--- start of PROVIDED INFORMATION ---

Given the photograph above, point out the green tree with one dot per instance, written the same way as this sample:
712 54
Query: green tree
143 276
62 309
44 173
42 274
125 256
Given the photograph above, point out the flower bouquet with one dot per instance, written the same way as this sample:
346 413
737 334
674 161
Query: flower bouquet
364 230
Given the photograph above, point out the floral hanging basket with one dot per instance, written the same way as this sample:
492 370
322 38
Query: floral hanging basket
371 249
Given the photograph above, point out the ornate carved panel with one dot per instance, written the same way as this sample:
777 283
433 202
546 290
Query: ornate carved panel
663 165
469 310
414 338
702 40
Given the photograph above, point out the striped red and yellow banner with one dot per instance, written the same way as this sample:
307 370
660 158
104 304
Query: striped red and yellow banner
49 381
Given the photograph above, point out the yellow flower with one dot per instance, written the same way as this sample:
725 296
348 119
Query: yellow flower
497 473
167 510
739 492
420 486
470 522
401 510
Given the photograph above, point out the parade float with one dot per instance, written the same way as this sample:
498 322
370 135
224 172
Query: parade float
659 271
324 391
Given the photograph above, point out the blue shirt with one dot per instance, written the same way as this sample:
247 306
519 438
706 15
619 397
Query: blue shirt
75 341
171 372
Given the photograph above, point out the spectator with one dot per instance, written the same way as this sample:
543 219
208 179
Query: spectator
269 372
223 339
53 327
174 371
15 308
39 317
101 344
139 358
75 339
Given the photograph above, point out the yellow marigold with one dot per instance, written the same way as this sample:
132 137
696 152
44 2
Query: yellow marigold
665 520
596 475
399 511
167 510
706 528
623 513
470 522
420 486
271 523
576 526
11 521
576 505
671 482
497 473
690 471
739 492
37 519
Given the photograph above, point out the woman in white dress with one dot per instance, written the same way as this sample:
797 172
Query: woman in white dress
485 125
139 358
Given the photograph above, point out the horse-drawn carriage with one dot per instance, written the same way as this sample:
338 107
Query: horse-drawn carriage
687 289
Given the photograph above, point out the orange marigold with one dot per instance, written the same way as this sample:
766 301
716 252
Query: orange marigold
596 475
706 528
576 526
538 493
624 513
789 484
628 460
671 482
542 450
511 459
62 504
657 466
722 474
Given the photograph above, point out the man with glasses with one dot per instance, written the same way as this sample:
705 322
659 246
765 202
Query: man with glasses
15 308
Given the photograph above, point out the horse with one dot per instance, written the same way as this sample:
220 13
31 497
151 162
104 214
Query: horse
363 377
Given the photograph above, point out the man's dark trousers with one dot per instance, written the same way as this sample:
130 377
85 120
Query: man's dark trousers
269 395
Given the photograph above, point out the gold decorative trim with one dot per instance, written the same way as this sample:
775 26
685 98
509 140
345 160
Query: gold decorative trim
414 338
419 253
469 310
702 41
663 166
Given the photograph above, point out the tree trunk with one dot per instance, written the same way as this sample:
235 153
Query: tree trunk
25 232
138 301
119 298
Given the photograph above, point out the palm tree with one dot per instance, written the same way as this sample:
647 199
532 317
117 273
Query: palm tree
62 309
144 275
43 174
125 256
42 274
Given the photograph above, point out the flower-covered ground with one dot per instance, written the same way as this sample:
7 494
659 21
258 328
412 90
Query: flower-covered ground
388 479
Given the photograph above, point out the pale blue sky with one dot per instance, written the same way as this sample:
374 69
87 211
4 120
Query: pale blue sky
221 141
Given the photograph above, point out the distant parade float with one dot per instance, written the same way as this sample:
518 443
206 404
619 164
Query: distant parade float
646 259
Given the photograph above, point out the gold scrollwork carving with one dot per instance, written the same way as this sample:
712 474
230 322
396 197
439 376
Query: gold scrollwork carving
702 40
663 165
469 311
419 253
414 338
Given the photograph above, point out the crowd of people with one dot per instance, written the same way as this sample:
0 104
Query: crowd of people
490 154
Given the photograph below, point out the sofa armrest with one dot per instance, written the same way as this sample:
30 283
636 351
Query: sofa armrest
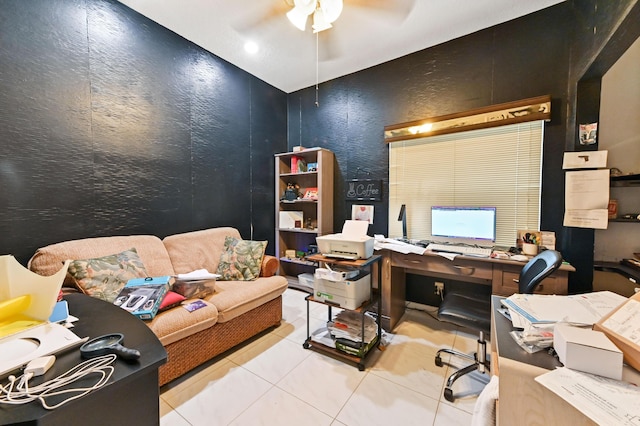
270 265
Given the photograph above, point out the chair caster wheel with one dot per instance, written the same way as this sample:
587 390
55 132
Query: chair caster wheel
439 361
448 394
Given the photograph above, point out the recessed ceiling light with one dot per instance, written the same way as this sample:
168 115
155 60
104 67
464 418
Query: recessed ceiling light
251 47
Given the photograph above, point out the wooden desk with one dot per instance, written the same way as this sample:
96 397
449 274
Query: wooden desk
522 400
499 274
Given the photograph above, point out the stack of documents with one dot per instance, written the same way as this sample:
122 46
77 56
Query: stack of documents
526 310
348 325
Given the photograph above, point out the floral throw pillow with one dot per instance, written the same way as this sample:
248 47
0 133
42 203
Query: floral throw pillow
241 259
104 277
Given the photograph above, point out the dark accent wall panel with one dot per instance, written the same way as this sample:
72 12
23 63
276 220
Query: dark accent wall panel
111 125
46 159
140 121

--- end of PROVIDED INFORMATION ---
--- start of PROVIDED INFORMATION ---

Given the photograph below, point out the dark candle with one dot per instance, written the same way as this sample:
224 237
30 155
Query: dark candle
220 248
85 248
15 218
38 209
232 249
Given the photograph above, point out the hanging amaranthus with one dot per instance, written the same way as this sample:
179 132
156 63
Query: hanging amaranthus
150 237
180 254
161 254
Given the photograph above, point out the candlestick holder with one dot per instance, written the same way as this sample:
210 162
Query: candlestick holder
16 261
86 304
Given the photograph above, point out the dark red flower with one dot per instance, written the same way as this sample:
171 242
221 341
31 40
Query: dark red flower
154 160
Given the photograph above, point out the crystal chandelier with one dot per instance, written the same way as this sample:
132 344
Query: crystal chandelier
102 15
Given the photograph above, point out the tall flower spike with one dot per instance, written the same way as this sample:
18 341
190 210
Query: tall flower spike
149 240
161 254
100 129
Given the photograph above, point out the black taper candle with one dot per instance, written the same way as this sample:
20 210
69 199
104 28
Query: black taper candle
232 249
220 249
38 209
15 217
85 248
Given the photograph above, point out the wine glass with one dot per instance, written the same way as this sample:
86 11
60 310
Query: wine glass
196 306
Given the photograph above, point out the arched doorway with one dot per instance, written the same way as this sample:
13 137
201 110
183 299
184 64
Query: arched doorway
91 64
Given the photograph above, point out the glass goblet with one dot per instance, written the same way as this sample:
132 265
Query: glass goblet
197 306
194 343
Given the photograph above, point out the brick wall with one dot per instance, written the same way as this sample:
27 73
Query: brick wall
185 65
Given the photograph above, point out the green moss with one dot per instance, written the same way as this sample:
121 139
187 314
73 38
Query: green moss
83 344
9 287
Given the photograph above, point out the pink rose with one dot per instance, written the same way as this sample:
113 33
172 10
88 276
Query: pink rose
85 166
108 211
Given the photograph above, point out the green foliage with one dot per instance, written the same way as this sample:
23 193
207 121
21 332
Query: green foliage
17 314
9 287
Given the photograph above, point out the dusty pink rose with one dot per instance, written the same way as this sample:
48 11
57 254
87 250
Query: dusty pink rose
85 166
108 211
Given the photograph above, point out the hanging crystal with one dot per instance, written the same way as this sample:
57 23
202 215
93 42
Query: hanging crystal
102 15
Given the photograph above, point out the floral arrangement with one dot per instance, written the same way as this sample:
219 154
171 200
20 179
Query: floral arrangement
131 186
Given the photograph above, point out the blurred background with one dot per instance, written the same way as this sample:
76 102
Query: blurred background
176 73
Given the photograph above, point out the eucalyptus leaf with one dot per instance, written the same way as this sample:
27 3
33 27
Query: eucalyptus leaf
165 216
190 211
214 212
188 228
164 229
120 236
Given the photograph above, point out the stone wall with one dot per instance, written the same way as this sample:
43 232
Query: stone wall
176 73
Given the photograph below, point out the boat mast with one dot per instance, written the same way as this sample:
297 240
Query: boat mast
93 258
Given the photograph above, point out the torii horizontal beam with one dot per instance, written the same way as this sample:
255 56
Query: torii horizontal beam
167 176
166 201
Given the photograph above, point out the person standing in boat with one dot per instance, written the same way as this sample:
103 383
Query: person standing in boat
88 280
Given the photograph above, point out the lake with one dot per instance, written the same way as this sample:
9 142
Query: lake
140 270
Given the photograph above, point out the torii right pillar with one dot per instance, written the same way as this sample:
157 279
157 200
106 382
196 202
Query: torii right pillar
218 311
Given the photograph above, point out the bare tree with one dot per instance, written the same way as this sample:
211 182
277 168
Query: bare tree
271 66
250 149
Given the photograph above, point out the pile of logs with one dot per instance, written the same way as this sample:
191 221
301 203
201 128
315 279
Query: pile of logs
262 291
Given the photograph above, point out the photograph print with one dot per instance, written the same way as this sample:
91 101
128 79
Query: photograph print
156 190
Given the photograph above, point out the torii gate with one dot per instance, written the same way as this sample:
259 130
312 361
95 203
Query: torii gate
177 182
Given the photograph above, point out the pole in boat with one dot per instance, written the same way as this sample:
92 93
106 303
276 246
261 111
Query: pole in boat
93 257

--- end of PROVIDED INFORMATION ---

### WHAT YOU ARE ASKED TO DO
Count the lines of the material above that contain the string "person", treating uppercase and lowercase letters as different. Reply with the number alone.

### FULL SOLUTION
2